## EXERCÍCIO PROPOSTO 1
Traduza para o inglês a frase «Fazia muito calor no Rio e o gim já não bastava mais.», tirada da resenha de «O gerente».

10.26.2010

O gerente

Passeava pela livraria e buscava entre os autores já conhecidos algum título que, no momento, despertasse a minha atenção. Na segunda olhadela desisti e optei por este livro que vos segue: “O gerente”, de Carlos Drumond de Andrade. Com a primeira versão publicada ainda em 1945, com ilustrações de J. Moraes, “O gerente” de agora vem revisado, de acordo com o Novo Acordo Ortográfico da Língua Portuguesa, e apresenta ilustrações do argentino Alfredo Benavidez Bedoya.
Trata-se de um conto. O conto que traz um Rio de Janeiro modesto, tranquilo e seguro. É nesta cidade que conhecemos Samuel, o gerente em questão, que a exemplo de muitos outros brasileiros conquista seu espaço profissional com trabalho sério e dedicado.
Um homem que tinha tudo para ser um bom marido, mas que se descobre incapaz de tal ato. Reclusa-se a viver sozinho, numa rotina de galanteios, coquetéis, jantares, bailes e comemorações. Samuel revela-se uma figura amorosa, respeitável e coerente. No entanto, como coerência não garante estabilidade, casos estranhos passam a acontecer e, de repente, este mesmo homem passa a ser julgado pelo crime das dentadas. Um tanto antropofágico, o conto revela um caso de pequeno mistério. Nem raiva, nem rancor, nem desprezo. Apenas mistério, incredulidade e alguma desconfiança. Seria, Samuel, capaz de tal audácia? Para que tamanha ousadia?
Nem o conto, nem Samuel, nem Carlos Drumond de Andrade respondem tais perguntas. E talvez seja esta uma das intenções da obra: deixar a bola picando. É o pensamento que ora é isso, ora é aquilo; os devaneios; a ideia que não chega a ter um fim e se perde no meio de outra que surge; é o conto; a literatura; o hábito de não por um ponto final em tudo. É a vida sob outra perspectiva: sem exatidões, respostas ou resultado final. É a vida inconstante, surpreendente e inquietante. É o Samuel, é você é cada um ao mesmo tempo fazendo tudo diferente.
E sobre o causo, ficou assim. Samuel partir para São Paulo. Fazia muito calor no Rio e o gim já não bastava mais. Mas as dentadas...

Boa leitura!

## CONTEÚDO DAS LINHAS
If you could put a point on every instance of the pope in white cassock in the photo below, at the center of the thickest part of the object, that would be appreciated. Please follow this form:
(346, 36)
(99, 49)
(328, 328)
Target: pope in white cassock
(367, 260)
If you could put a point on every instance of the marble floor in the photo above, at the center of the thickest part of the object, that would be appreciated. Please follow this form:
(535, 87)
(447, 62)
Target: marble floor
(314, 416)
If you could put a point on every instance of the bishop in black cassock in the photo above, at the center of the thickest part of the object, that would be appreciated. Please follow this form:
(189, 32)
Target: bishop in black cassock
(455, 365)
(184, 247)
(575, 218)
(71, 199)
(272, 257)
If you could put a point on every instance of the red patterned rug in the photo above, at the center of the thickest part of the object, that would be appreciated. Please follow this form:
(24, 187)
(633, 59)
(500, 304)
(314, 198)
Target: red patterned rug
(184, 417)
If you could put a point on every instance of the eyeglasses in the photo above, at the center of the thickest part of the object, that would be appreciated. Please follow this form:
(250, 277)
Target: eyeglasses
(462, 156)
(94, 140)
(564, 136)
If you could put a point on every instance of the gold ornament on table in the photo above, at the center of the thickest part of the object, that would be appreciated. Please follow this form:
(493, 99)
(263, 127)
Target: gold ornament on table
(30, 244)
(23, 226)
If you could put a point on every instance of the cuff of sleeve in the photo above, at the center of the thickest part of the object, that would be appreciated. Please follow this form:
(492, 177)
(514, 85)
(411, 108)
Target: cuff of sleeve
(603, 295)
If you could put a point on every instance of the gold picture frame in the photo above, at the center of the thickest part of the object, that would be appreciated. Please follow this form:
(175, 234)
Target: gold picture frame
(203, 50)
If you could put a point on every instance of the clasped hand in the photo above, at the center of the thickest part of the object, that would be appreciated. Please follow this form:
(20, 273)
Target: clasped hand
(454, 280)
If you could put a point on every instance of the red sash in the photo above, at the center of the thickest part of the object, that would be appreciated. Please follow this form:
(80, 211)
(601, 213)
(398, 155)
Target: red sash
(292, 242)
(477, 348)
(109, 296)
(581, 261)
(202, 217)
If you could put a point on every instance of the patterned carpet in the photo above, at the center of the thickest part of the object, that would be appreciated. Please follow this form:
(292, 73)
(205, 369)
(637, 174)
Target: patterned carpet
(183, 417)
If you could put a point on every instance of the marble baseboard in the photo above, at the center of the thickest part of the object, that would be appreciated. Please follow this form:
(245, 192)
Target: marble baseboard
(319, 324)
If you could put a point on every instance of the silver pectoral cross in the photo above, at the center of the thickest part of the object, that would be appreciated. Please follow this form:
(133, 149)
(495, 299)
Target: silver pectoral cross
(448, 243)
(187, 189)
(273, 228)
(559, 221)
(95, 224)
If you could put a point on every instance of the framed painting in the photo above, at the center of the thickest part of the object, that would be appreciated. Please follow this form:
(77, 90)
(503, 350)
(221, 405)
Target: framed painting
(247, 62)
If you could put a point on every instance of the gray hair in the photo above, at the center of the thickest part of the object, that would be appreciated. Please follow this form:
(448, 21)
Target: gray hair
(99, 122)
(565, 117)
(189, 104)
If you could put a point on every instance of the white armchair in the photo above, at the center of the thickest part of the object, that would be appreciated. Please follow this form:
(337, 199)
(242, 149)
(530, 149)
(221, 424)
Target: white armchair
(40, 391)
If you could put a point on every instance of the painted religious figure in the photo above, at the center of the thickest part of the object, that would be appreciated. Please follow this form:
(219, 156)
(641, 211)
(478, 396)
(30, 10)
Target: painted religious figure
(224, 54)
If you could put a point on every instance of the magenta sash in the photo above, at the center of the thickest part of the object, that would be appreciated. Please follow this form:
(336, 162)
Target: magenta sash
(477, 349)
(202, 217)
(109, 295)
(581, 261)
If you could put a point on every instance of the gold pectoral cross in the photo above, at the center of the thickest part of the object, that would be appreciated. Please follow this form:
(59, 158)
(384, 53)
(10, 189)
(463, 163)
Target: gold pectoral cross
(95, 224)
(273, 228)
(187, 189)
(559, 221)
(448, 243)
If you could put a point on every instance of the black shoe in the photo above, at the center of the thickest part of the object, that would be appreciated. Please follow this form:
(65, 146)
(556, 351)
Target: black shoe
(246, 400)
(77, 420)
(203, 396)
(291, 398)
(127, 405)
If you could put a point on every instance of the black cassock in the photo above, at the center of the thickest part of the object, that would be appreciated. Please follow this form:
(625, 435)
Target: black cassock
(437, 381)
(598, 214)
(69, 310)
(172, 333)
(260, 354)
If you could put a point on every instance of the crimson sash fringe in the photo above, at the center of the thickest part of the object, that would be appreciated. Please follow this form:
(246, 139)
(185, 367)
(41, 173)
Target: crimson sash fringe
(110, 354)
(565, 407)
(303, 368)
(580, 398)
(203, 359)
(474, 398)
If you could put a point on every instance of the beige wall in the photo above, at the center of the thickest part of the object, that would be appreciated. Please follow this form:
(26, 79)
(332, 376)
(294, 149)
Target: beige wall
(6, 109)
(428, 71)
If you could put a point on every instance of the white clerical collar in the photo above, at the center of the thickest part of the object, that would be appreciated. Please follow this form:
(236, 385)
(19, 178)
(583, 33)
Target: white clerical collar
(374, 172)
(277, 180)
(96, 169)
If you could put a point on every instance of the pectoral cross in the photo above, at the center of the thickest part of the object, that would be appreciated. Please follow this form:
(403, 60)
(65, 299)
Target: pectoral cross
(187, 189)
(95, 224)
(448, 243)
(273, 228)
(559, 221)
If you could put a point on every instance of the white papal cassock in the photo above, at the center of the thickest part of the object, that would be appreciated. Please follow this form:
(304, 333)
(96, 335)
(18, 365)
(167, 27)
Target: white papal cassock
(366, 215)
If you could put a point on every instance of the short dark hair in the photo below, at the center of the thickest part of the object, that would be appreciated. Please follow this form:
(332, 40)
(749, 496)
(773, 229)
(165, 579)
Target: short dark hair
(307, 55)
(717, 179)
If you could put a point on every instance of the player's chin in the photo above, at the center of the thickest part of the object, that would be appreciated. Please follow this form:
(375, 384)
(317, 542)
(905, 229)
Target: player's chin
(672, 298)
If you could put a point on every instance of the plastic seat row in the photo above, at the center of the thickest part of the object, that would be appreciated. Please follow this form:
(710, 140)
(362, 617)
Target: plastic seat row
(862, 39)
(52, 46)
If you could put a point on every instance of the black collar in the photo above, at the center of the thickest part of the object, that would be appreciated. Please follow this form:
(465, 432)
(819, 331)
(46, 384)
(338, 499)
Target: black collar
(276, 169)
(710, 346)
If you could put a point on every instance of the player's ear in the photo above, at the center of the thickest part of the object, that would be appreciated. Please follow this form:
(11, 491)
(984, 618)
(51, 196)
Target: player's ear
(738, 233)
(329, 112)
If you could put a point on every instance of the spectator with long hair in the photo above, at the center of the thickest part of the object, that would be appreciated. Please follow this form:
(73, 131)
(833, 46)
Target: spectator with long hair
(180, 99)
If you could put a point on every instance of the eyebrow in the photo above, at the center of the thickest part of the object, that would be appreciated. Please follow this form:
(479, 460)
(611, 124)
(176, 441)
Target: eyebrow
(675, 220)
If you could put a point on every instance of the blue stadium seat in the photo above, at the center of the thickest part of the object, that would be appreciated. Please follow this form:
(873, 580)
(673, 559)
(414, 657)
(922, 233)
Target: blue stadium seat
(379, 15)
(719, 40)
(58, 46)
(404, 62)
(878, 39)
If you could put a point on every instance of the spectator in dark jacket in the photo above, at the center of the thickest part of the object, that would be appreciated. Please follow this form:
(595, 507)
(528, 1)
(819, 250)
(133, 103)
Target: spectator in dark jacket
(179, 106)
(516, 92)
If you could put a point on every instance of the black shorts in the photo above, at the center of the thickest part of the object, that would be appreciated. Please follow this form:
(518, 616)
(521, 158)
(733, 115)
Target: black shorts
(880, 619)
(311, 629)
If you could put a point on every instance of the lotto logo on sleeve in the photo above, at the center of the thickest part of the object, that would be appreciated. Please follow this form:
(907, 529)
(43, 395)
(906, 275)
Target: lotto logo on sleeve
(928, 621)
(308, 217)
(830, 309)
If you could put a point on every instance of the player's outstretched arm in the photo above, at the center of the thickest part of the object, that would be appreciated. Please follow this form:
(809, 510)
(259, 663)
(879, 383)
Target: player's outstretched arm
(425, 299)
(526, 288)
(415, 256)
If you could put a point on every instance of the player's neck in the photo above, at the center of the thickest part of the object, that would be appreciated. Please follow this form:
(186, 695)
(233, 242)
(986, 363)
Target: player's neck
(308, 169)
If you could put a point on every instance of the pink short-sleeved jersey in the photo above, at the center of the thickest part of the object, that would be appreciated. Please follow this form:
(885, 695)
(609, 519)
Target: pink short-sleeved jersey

## EXERCÍCIO PROPOSTO 2
Informe quantas linhas contêm a palavra "shoe", diferenciando maiúsculas de minúsculas. Responda apenas com o número.

## RESULTADO FINAL 1
It was very hot in Rio and the gin was no longer enough.

## RESULTADO FINAL 2
2